**Work task 1**
According to the text on Romero's zombie films, how many years did Romero stay away from the genre after Day of the Dead?
**Work task 2**
Write the next few sentences of the text on Romero's zombie films, picking up after its final sentence.

**Reading text**
:::::

The sudden juddering end to Night of… brought with it a horrible ideological realisation. While throughout the film we had treated the dead as the absolute threat, the monstrous Other which should be destroyed by any means necessary, we found we had more to worry about from the established power structures of “normal” human beings – a thread running through every worthy piece of zombie fiction since, from 28 Days Later to In the Flesh, to The Walking Dead and Train to Busan.

Now, understand why the Romero zombie is so terrifying when you think about it. It’s not that in death we lose our concept of self, becoming some nightmare automaton of consumption, it is that in life we have internalised the desire for commodities to such a degree that it has become a naturalised ideological impulse akin to the need for food. We exist in normality as zombies, as we saw with the London riots of 2011 – which, while sparked politically, were fuelled by an almost primal urge to consume, a learned ideological function which until that moment the impoverished rioters had no means to fulfil. The idea of a shopping mall has no place in nature, so its draw for a zombie who supposedly has but one drive must be something other than natural. It is a learned behaviour, a hangover from programmes the mind previously ran.

Next, Day of the Dead (1985), took this theme of learned behaviour further, with the iconic character of Bub. While Dawn had seen arguably the first really pitiable zombie, which seemed to wail in misery at its fate, Bub was something else. Trained – through questionable methods perhaps – by Dr ‘Frankenstein’ Logan (a nod to Mary Shelley, to whom as a humaniser of monsters, Romero was plainly heir) had regained the ability to obey simple commands, and even speak, but more than that, to feel compassion. When confronted with the death of his long-time teacher and friend, Bub is unmistakably sad. He doesn’t attend the corpse for an easy meal, instead setting about playing his part in the downfall of the toxic military complex responsible for the Doctor’s death.

After this outing Romero avoided the genre for another 20 years. Day performed poorly at the box office of Reagan’s America, partially thanks to its anti-military message, partially thanks to its female lead, many moons before the neckbeards of today spat out their dummies at the idea of a female Doctor Who.

:::::

**Recorded data**
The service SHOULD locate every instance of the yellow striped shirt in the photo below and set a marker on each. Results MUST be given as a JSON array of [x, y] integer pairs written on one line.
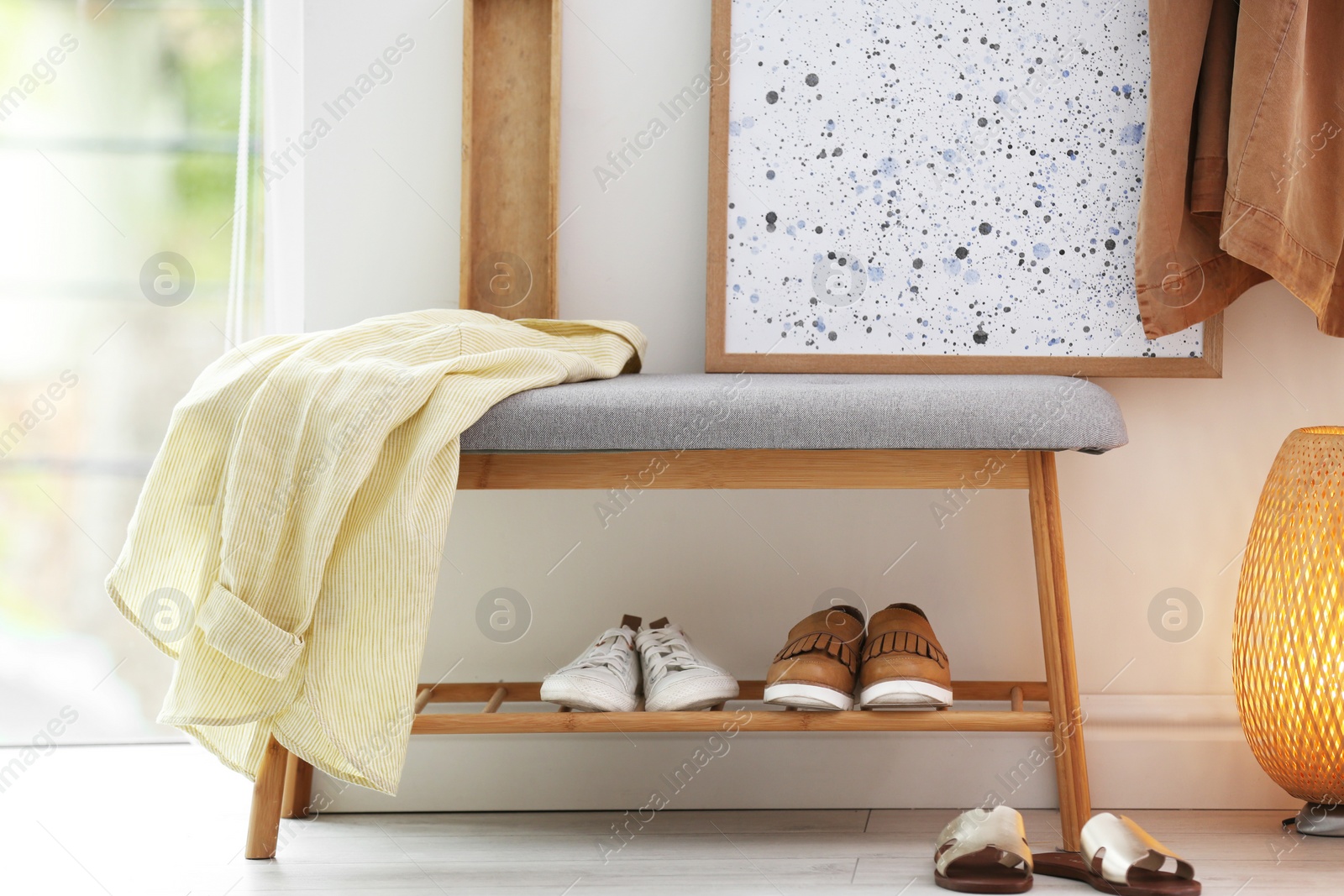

:::::

**Answer area 1**
Another 20 years.

**Answer area 2**
Eventually, inevitably, the auteur returned once more, with 2005’s Land of the Dead. At that time, the “zombie renaissance” was in full swing, with a glut of z-films filling cinemas, but without his contribution it would have been incomplete for many. Romero was the Da Vinci of the craft, and as Da Vinci transformed the way artists looked upon light as a means to convey realism, Romero’s greatest legacy was that he spent his career turning the way we see the monstrous Other of horror upside down.

The undead in Land are treated as props for crude entertainment by a wealthy ruling caste, while the poor must risk their lives to live in filth below, in an increasingly unsustainable capitalism that refuses to give way, even beyond the apocalypse. With the old world dying and the new world struggling to be born, this is the time of monsters. With a presciently Trump-ish empire, assembled by Dennis Hopper’s autocratic tycoon, gradually placing walls between humans and zombies alike, we see the arc completed as the horde join our protagonists to tear down the barriers assembled by the dystopian cult of business.

We are all undead now – the poor and the downtrodden, the dispossessed, the oppressed, and the ideologically reviled – all treated as just another aspect of some ragged, blood-thirsty horde, by an ever-shrinking band of billionaires, cowering behind walls they hope are enough to keep their way of life safe. That’s the reason people dress as zombies for fun, for mass community events, even for protests like the recent G20 demonstrations – the sympathetic creatures born from the vision of George A. Romero will shuffle on eternally, even now that he has left his own mortal shell behind.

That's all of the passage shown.